TASK:
Using the data below, return all lines in which "after" appears.

(Collected data entries)
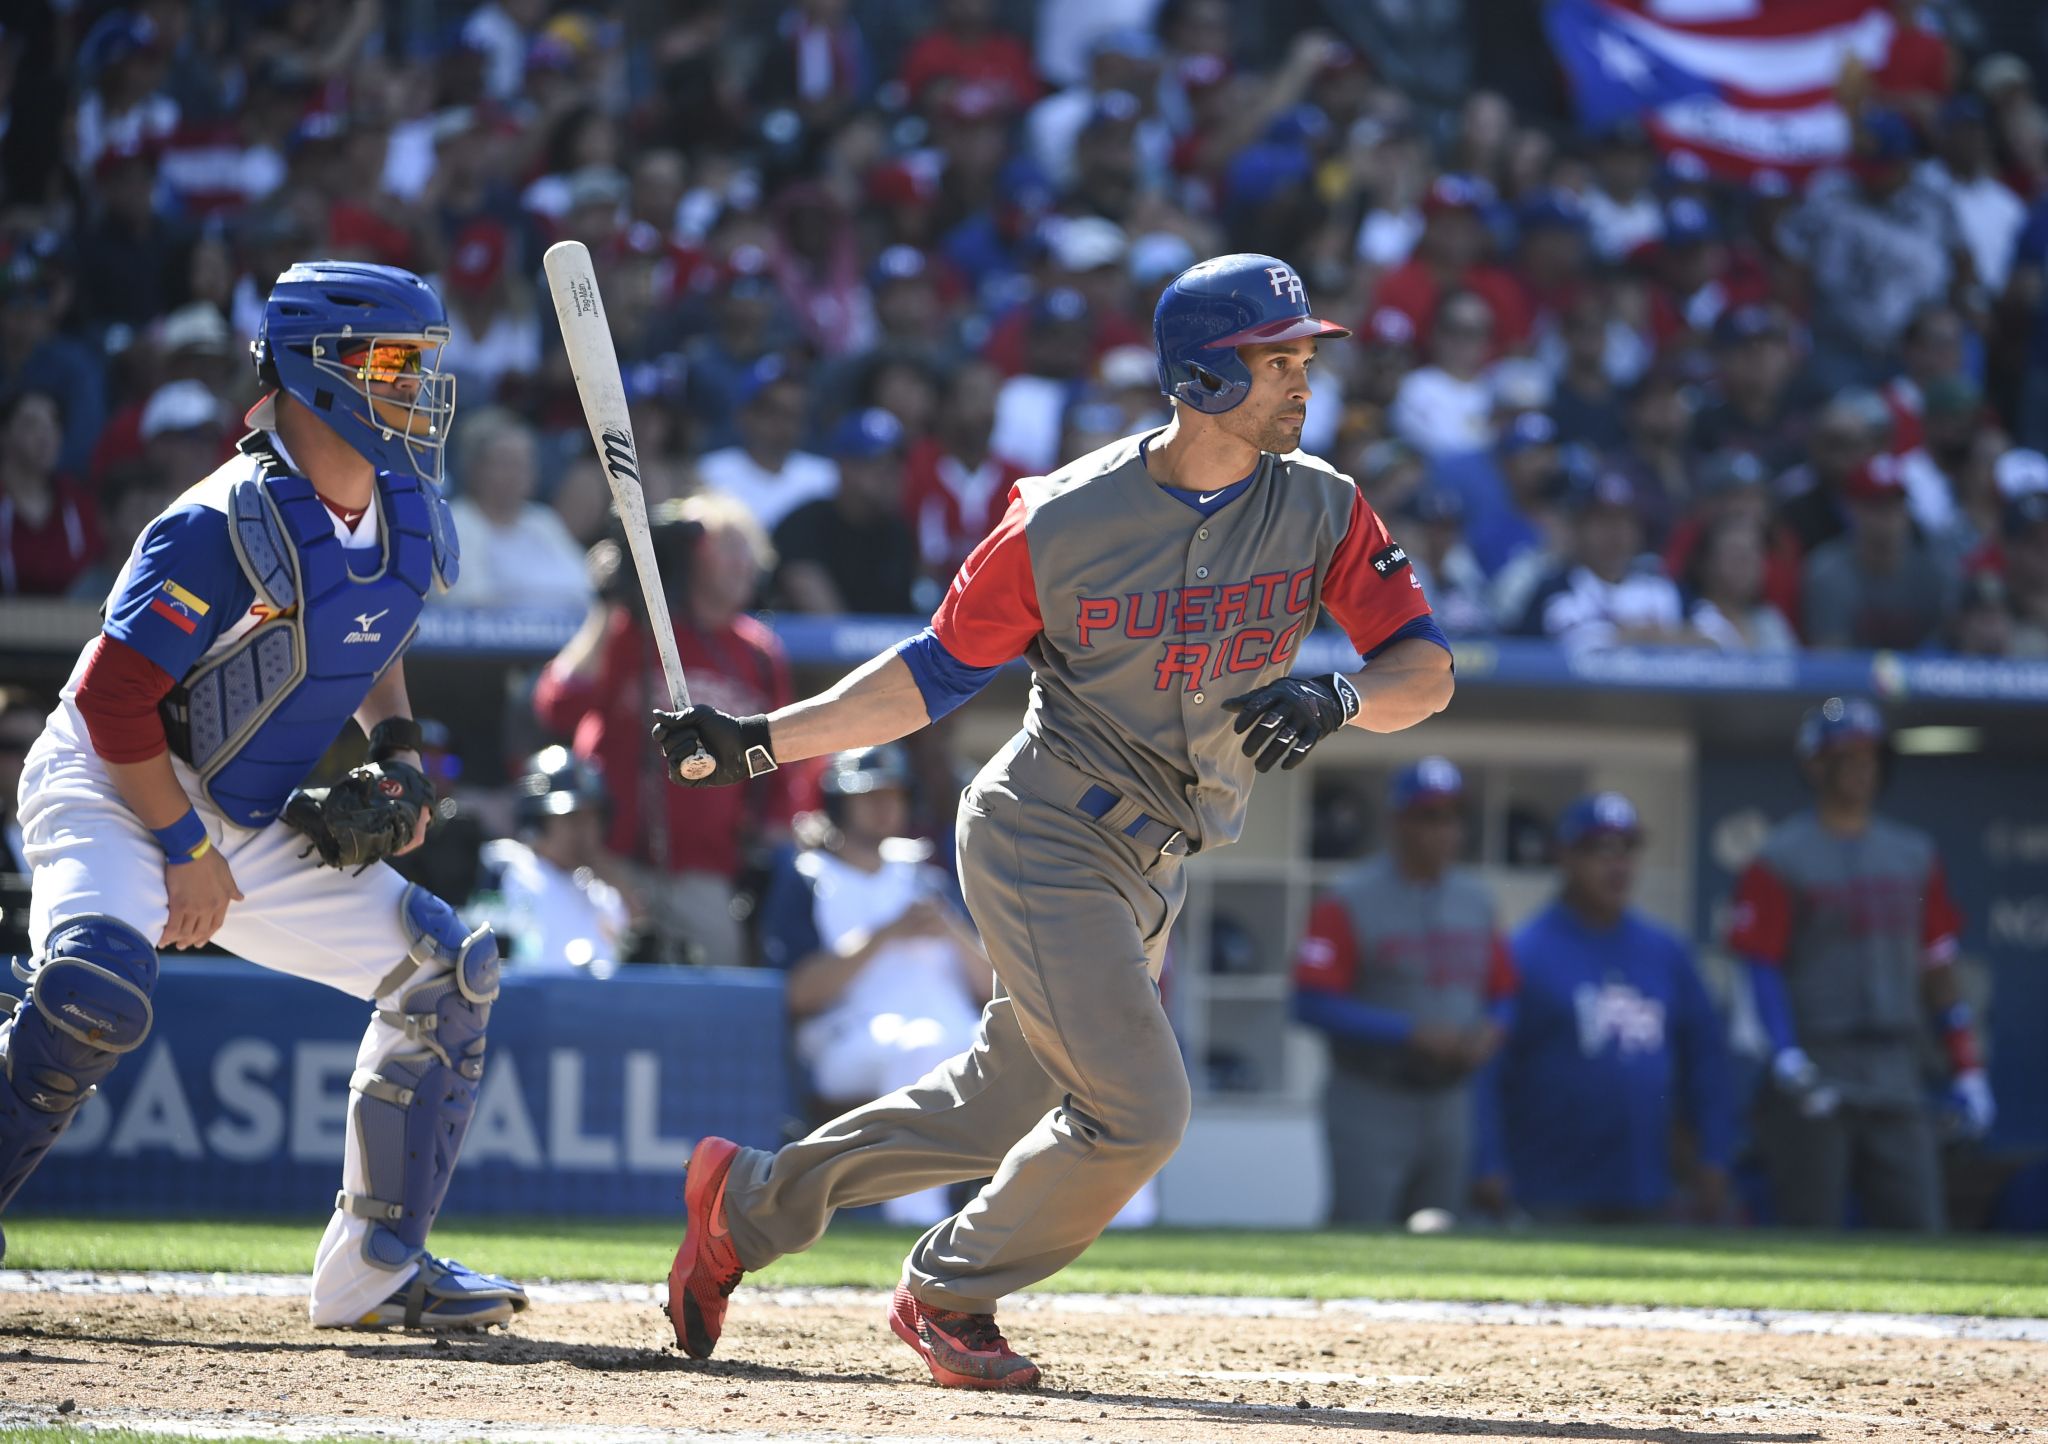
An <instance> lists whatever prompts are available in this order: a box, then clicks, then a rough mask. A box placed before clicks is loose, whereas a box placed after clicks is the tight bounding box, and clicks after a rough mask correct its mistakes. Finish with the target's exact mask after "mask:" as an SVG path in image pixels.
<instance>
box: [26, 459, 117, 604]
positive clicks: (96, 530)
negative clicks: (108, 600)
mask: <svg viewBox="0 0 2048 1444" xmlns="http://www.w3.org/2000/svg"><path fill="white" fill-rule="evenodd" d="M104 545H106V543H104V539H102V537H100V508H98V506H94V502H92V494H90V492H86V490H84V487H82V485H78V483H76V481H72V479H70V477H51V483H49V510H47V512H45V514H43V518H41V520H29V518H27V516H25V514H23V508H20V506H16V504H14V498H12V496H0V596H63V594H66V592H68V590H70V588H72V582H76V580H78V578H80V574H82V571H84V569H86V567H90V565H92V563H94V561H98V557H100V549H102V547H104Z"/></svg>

---

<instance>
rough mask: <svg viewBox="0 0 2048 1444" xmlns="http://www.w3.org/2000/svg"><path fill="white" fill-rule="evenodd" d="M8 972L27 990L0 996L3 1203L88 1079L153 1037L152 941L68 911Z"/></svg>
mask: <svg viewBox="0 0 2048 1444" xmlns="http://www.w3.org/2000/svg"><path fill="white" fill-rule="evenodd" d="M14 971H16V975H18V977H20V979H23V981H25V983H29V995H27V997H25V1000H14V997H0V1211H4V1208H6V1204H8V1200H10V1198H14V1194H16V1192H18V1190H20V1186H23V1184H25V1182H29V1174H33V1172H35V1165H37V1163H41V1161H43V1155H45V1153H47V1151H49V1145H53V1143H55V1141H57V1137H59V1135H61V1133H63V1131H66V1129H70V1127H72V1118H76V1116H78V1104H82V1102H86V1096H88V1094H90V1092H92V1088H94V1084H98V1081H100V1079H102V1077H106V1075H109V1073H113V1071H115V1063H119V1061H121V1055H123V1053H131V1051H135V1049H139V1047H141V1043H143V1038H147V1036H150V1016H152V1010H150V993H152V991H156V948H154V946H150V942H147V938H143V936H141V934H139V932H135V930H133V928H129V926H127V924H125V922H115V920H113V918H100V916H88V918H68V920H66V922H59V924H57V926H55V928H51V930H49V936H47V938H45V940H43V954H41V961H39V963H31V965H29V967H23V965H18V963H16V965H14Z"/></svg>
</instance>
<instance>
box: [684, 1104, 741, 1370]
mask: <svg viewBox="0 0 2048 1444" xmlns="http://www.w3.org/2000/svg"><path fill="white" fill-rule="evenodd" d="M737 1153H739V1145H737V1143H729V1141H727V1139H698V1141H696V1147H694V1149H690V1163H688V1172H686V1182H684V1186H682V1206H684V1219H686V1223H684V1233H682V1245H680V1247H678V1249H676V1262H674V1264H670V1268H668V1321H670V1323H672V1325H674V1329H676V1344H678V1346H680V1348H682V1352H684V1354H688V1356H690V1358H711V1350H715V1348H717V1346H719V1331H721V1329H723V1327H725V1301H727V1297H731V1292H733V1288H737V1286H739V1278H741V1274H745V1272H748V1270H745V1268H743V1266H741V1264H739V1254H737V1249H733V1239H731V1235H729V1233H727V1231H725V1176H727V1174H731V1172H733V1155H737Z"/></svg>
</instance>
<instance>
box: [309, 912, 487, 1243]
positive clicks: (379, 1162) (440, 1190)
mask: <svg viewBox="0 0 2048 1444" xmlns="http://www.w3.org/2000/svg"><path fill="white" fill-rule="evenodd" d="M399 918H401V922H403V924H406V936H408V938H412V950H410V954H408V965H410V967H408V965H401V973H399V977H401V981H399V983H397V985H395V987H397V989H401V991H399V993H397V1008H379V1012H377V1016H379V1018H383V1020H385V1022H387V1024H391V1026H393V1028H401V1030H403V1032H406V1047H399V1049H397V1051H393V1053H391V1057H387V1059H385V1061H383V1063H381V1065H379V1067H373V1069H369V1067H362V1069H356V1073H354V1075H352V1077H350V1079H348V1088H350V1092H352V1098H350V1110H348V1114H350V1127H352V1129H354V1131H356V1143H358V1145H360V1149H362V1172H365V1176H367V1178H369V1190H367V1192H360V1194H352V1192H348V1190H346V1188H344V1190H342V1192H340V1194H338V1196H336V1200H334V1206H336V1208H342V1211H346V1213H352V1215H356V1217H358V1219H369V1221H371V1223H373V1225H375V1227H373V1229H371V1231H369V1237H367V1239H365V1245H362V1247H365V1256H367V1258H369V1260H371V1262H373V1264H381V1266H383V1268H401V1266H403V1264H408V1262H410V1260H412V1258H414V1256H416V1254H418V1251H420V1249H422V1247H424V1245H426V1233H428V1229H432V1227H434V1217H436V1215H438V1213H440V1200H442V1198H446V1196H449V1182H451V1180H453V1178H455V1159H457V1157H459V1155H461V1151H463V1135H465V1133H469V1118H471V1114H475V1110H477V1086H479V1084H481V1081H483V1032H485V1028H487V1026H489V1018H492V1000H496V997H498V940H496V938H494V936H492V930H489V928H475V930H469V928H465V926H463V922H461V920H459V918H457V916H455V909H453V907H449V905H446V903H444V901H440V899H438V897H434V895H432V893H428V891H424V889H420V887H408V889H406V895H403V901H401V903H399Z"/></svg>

...

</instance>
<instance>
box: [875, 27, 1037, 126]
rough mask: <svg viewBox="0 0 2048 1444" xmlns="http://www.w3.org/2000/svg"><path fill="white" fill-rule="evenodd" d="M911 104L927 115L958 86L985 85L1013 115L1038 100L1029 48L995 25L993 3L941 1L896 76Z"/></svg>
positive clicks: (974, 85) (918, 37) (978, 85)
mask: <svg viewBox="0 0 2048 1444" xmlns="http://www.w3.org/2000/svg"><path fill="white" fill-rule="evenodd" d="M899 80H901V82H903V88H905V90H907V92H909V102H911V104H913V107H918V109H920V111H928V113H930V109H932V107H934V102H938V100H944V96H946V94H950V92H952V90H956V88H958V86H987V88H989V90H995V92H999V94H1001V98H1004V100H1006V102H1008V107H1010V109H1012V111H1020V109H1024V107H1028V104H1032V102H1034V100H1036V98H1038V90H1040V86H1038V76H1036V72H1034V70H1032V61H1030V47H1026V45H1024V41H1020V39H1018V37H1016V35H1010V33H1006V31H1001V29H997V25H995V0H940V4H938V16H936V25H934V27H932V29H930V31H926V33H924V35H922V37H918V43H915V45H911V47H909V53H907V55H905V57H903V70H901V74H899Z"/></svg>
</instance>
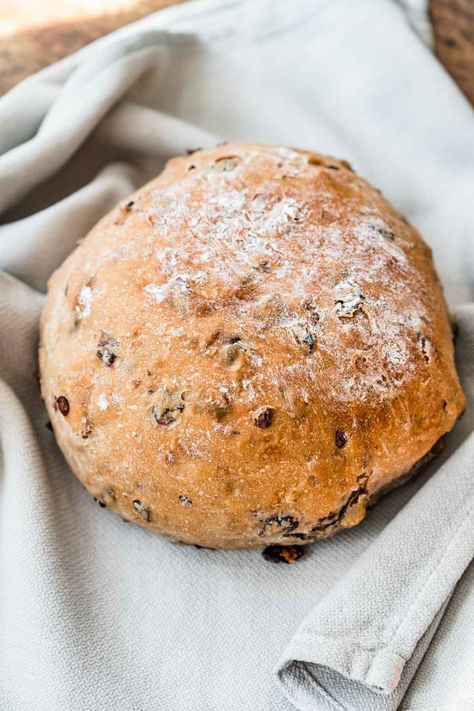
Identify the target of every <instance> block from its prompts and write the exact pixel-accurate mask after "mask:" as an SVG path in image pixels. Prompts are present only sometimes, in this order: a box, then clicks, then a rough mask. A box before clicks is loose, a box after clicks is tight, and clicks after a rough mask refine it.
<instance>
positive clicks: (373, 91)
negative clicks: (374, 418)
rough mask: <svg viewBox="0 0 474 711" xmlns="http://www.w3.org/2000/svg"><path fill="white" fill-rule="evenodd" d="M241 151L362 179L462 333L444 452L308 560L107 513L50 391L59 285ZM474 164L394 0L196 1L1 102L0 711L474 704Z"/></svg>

RESPONSE BOX:
An <instance> lists whatever prompts are available in this order: a box, then clicks, then a rough mask. A box placed before clicks is loose, whereas a box placed after clicks is the tight bounding box, and clicks after a rough mask correct its mistakes. Finish with the target's exact mask after "mask:" as an SVG path in image pixels.
Identify the target of every <instance> block from its prompts and write the exact pixel-accurate mask after "mask:" as an SVG path in image pixels. Prompts are present only sometimes, in this order: a box, then clicks, then a rough mask. A box before clicks is loose, a box after clicks is tight, and clicks after a rough mask refine it.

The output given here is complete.